Provided text =
== Segment start ==
I have also heard that there is alot of poitential scandel in Mr. Obama's past. For one, his openly admitted use of marijuana? I heard someone mention that Barack Obama was stoned throughout the 90's; is this true? We'll see. Then there is the issue of his wife and her loyalty to America. I also heard that Mrs. Obama had a working relationship with Minister Louis Farakhan. Is this true? Again, we shall see.

If there are things in Mr. Obama's life that may hinder his election to office, then they should come out right now; before the Democrats blow the entire election; as they did in 2000. I also heard that the Republicans are working on a sort of pictoral 'flow chart'; the kind the FBI used against the mafia? Remember it? Anyway, on one end there will be a photo of Barack Obama, and on the other, Osama Bin Laden; then the links begin. From Obama to Wright to Farakhan to Colonel Kadafi to Hamas, Hezbollah and Al-Qaeda and Bin Laden. Not many steps either.

If the Democratic nominee is Barack Obama; we will get exactly what the Republicans wnat: A Karl Rove styled election where issues taken a second seat to values, personalities and beliefs.

This Nation cannot elect a jingoist, Imperialistic minded preson like John McCain. Mr. McCain believes in sacrifice and we are in wartime. Time to tighten our belts, and sacrifice as he did. I mean John McCain gave 5 1/2 years of his life and, in the end, America surrendered and left Vietnam. If elected, this will not happen again. What did McCain say, "If it takes a 100 years..." And not to forget Iran. Please if McCain gets in gasoline will be $6-8.00 a gallon. As I told you before, a vote for Obama is a vote for McCain. if there is any Obama scandel, then it better come out now; before it is too late.

That's not the issue at's a 'non-issue' in-fact...the problem is as its been for several years...the integrity of those able to reach 'that high' in any political office...The amount of money required should make anyone 'suspect' as to their integrity...inspecting a candidate's character - morally and ethically, there are questions that need to be addressed and really answered...of anyone who is seeking the #1 office in the nation...

I know (from recent incidents of much smaller consequence), that heads have rolled because of comments made pertaining to race...whether taken out of context or not...the simple implication of a possible race related comment that could be found offensive by blacks, and 'you're-fired!'...however, we see and hear...the long winded and what should be highly offensive (to every American, regardless of race) comments of wright...yet, they are conveniently swept under the rug (by the bloodsucking media, no less!) Obama has secured the dem candidacy, even with these overwhelming and openly public issues, which I see as character flaws...As I've stated many times, I find his 'flip-flopping' on wright much more disturbing than his initial support of wright (and comparison with his grandmother)...then only a week later, completely denouncing the same person...wright didn't change in a week...or in twenty years...he is speaking his mind...preaching to his followers (which Obama is one of...even giving the man the equivalent of an average working man's salary...that's commitment to a person and their cause, no matter how you spin it)...the point is wright has much more of my respect because he is 'practicing his American right to free speech and is unyielding in doing so'..whereas obama does a complete 180 on 'his friend/mentor' or an insane person that 'tricked him' for twenty years????...which is it?...I see that as 'a major character flaw'...a candidate that turns (on someone that consider(ed) him a friend) depending on public opinion and possibly losing votes...I really have an issue with that...enough of one that I won't vote dem this time...I also find it quite strange that media mogul, Oprah...never had a single word on the matter and avoided it altogether...and you can't get much more connected than having the mighty Oprah holding you up as 'one of her favorite things'...
== Segment end ==
Apply what you read =
**a.** Quote the election commentary word for word, starting with "If the Democratic" and going on through "personalities and beliefs.".
**b.** Extend the election commentary on Obama, Wright and McCain, picking up after its final sentence.

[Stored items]
== Segment start ==
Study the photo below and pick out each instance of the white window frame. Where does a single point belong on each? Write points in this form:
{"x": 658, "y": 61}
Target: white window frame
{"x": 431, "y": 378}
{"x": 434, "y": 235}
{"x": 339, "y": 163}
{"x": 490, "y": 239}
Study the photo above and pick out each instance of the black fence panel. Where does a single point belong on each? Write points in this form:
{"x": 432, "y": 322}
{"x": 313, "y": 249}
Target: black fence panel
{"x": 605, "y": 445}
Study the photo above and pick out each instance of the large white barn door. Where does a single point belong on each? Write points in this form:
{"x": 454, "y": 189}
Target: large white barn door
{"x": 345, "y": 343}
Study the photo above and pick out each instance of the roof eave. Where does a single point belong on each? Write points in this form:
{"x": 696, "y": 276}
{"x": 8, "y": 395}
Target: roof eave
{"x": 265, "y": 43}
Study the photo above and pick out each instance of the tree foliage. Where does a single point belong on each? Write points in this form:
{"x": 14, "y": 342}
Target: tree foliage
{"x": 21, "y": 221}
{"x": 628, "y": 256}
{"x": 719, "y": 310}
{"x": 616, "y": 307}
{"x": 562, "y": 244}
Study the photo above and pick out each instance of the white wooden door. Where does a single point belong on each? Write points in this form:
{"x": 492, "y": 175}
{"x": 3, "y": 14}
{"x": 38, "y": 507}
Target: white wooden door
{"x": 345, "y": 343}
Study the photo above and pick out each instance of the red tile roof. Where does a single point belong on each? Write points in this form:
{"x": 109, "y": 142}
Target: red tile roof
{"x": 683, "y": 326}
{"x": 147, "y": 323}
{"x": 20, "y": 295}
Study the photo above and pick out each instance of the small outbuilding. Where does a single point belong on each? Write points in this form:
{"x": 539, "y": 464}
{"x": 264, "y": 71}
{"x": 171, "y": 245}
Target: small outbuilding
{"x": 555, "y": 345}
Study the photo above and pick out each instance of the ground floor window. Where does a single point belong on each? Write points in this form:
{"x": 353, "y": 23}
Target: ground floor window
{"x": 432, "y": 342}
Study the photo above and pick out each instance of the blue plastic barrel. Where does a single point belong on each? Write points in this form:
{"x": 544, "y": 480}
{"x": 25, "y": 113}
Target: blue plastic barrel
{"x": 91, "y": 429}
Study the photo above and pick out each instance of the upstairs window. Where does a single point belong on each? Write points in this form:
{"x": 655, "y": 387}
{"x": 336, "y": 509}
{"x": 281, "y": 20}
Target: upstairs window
== Segment end ==
Answers =
**a.**
If the Democratic nominee is Barack Obama; we will get exactly what the Republicans wnat: A Karl Rove styled election where issues taken a second seat to values, personalities and beliefs.

**b.**
No, this time around, I'll wright-in Gen. Wesley Clark (who-as a real military man - denounced the very idea of the iraq war, long before anyone else, has a distinguished military career/history and is a true American hero...yet has been overlooked as a candidate)...I can only think he wasn't monetarily well enough connected to go any further...otherwise a man of this caliber would be considered seriously..that is, if we were 'really looking' for the best leadership...and according to recent history, that isn't the, race isn't the issue at's money, how to get more of it (regardless of who you hurt) and what it can buy...even the #1 office...

Obama is not a "black" candidate but a
multiracial man. Saying "black" goes back
to the racial idea that even a drop of
black makes a man black. I wish you would stop calling him "black"--after all
he is at least half "white".


I am a liberal Democrat from Massachusetts and if Mr. Obama is the Democratic nominee then I will, more than likely vote for Mr. Obama, but in many ways, this will be a wasted vote; because he cannot win over McCain.

With Hillary, it wouldn't be about experience and scandels, it would simply be on issues and ideologiies, but with Obama it will become a "Tabloid Election" about race, and flag pins, and his relationship with Revs Wright and Farakhan; just what McCain and people like Karl Rowe want to happen.

Everyone talks about all the support for Obama. Sure there is support, but it is Republican support for Obama. The Republicans want to face Obama, not Clinton, and they are doing whatever they can to achieve this end. Obama is the Republicans candidate, and they desperately hope and pray Obama knocks out Hillary.

I just believe that the white working class males will not elect a liberal, black Democrat with an Arabic name; that sounds like Osama, has no experience, bowls a 37 and doesn;t wear a flag way. Not over a war hero with over 30 years Congressional experience.

Obama has lost most of the last 20 primaries. He lost Ohio and Pennsylvania and most of the East. I just don;t see him winning.

Mr. Obama's good friend, our illustrious Governor Deval Patrick had a campaign slogan which said, "Together We Can", and after 16 months in office, Together We Cannot", and if Mr. Obama gets in, that will be the scenerio. He will spend the first 2 years learning the job, and the second 2 years on re-election. America has far too many problems for an On-The-Job-Training President.

Finally, would anyone allow a 2nd year medical student, who had never performed surgery befor, to operate on them? No way, especially if a qualified surgeon was right there. This Nation needs a strong and experienced leader, and Hillary was the best choice. A vote for Obama is a vote for McCain; which means troop levels to 400,000 and a DRAFT. Obama cannot defeat McCain..period.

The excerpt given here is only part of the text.